◆ Obiettivo:
Per favore, trascrivi tutti i dati qui sotto come elenco numerato, omettendo le righe vuote.

◆ ◆ ◆ ◆

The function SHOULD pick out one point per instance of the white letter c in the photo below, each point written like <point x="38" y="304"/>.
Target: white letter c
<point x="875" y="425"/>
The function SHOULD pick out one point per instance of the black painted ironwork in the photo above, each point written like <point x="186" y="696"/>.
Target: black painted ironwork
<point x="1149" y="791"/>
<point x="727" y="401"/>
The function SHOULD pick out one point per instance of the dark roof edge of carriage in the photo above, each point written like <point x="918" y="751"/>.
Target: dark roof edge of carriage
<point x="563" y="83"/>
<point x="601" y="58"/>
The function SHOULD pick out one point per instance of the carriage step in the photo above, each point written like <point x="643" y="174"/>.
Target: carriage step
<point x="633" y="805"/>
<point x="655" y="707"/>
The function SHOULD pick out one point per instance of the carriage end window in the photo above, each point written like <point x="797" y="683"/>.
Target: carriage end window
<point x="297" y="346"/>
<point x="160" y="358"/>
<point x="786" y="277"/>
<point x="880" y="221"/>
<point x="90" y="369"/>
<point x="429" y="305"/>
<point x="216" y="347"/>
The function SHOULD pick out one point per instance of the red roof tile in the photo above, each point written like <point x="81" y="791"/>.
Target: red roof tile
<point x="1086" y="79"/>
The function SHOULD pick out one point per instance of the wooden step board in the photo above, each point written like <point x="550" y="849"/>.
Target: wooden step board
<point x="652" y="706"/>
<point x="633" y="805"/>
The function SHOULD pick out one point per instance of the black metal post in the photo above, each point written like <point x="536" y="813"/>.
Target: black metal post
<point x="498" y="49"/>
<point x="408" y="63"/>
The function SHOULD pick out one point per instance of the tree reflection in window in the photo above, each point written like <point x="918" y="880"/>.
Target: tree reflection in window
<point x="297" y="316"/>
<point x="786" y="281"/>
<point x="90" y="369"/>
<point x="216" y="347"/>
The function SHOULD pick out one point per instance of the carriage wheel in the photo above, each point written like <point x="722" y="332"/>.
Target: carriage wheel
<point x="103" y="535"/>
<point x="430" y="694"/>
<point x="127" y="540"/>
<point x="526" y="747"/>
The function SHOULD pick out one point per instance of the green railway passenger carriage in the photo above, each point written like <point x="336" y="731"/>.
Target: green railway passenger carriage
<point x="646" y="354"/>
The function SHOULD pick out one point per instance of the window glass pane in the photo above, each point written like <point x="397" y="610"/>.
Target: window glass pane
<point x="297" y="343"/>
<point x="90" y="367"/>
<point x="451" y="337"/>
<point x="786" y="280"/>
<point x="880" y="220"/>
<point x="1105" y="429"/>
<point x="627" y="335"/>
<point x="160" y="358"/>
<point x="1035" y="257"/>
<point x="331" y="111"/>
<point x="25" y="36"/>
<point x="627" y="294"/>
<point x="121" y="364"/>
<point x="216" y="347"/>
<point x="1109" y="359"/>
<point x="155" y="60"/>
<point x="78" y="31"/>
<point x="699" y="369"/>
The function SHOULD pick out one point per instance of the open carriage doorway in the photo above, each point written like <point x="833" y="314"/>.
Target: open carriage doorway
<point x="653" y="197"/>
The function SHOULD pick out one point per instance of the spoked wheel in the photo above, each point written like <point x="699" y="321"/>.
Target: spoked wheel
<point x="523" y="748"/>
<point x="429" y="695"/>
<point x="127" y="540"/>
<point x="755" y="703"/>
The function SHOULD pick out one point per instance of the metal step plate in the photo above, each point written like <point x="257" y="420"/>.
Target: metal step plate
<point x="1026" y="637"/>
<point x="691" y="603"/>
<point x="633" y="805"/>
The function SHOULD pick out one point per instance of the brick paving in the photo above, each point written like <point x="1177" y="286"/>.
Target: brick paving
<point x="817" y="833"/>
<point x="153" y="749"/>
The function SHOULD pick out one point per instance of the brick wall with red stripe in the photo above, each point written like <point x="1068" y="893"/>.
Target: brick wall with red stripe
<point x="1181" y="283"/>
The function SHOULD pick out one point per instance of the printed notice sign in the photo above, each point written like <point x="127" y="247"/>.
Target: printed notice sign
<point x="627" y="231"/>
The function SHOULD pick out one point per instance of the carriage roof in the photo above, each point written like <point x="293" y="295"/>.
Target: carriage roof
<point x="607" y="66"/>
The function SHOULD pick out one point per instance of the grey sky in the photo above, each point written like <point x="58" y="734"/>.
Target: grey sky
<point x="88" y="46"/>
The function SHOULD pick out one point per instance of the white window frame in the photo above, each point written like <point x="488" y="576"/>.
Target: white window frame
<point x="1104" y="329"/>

◆ ◆ ◆ ◆

◆ Risposta al problema:
1. The function SHOULD pick out one point per instance of the white letter c in the photo below, each point written like <point x="38" y="304"/>.
2. Target: white letter c
3. <point x="875" y="425"/>
4. The function SHOULD pick out one point per instance of the black painted ironwork in the photo above, each point written like <point x="186" y="696"/>.
5. Target: black painted ironwork
6. <point x="1149" y="791"/>
7. <point x="727" y="401"/>
8. The function SHOULD pick out one point per instance of the dark roof edge of carriage in the photo above, each point written like <point x="918" y="751"/>.
9. Target: dark roof edge of carriage
10. <point x="563" y="83"/>
11. <point x="601" y="58"/>
12. The function SHOULD pick out one point per instance of the carriage step in the photo above, each point written like <point x="643" y="174"/>.
13. Target: carriage step
14. <point x="633" y="805"/>
15. <point x="655" y="707"/>
16. The function SHOULD pick out one point per instance of the carriage end window in the photo above, each point written like <point x="797" y="683"/>.
17. Target: carriage end window
18. <point x="297" y="346"/>
19. <point x="160" y="358"/>
20. <point x="786" y="277"/>
21. <point x="880" y="221"/>
22. <point x="90" y="369"/>
23. <point x="429" y="305"/>
24. <point x="216" y="347"/>
25. The function SHOULD pick out one point per instance of the red roof tile in the photo above, each point written like <point x="81" y="791"/>.
26. Target: red roof tile
27. <point x="1086" y="79"/>
28. The function SHOULD pick out one point per instance of the wooden step board in the photo above, each point written like <point x="550" y="849"/>.
29. Target: wooden step board
30. <point x="652" y="706"/>
31. <point x="633" y="805"/>
32. The function SHOULD pick out one point per instance of the black metal post in the photo above, each point written like <point x="536" y="813"/>.
33. Target: black metal post
34. <point x="498" y="49"/>
35. <point x="408" y="63"/>
36. The function SHOULD pick out one point per instance of the tree reflection in window in the photo above, each point written like <point x="918" y="880"/>.
37. Target: tree reflection in window
38. <point x="297" y="316"/>
39. <point x="786" y="281"/>
40. <point x="90" y="369"/>
41. <point x="216" y="347"/>
42. The function SHOULD pick out one point per instance of the carriage wheel in the photo above, each point written like <point x="722" y="332"/>.
43. Target: carriage wheel
44. <point x="103" y="535"/>
45. <point x="430" y="694"/>
46. <point x="127" y="540"/>
47. <point x="526" y="747"/>
48. The function SHOULD pick out one point per instance of the green railway passenger carriage in the photo above, each point written like <point x="336" y="731"/>.
49. Target: green railway passenger carriage
50. <point x="646" y="354"/>
51. The function SHOULD pick out one point per instance of the window glass pane in the photo above, each point written like <point x="397" y="610"/>.
52. Target: window glass pane
53. <point x="297" y="343"/>
54. <point x="90" y="367"/>
55. <point x="451" y="337"/>
56. <point x="786" y="280"/>
57. <point x="880" y="220"/>
58. <point x="1105" y="429"/>
59. <point x="627" y="335"/>
60. <point x="160" y="358"/>
61. <point x="1035" y="257"/>
62. <point x="331" y="111"/>
63. <point x="25" y="36"/>
64. <point x="627" y="294"/>
65. <point x="121" y="364"/>
66. <point x="216" y="347"/>
67. <point x="1109" y="359"/>
68. <point x="155" y="60"/>
69. <point x="78" y="31"/>
70. <point x="699" y="369"/>
71. The function SHOULD pick out one point per instance of the open carriage doorway in the photo above, each point written like <point x="833" y="314"/>.
72. Target: open carriage doorway
73. <point x="653" y="197"/>
74. The function SHOULD pick out one point per instance of the spoked wheel in the photo above, each point written like <point x="699" y="321"/>.
75. Target: spoked wheel
76. <point x="523" y="748"/>
77. <point x="429" y="695"/>
78. <point x="127" y="540"/>
79. <point x="755" y="703"/>
80. The function SHOULD pick out one point per instance of the metal step plate in the photo above, each point written like <point x="257" y="420"/>.
81. Target: metal step plate
82. <point x="1026" y="637"/>
83. <point x="691" y="603"/>
84. <point x="633" y="805"/>
85. The function SHOULD pick out one point per instance of the brick paving in the photo above, each point written like <point x="1177" y="286"/>.
86. Target: brick paving
87. <point x="817" y="833"/>
88. <point x="153" y="749"/>
89. The function SHOULD pick out one point per instance of the brick wall with red stripe in the photo above, each point written like <point x="1068" y="893"/>.
90. Target: brick wall with red stripe
91. <point x="1181" y="283"/>
92. The function SHOULD pick out one point per instance of the printed notice sign in the photo above, each point written like <point x="127" y="247"/>.
93. Target: printed notice sign
94. <point x="627" y="231"/>
95. The function SHOULD pick out one point per instance of the carriage roof in the photo above, each point written like <point x="293" y="295"/>.
96. Target: carriage roof
97. <point x="607" y="66"/>
98. The function SHOULD pick out one point per instance of the grey sky in the photo above, each point written like <point x="58" y="734"/>.
99. Target: grey sky
100. <point x="88" y="46"/>
101. The function SHOULD pick out one point per instance of the white window frame in the photo above, each point written like <point x="488" y="576"/>.
102. Target: white window frame
103. <point x="1104" y="329"/>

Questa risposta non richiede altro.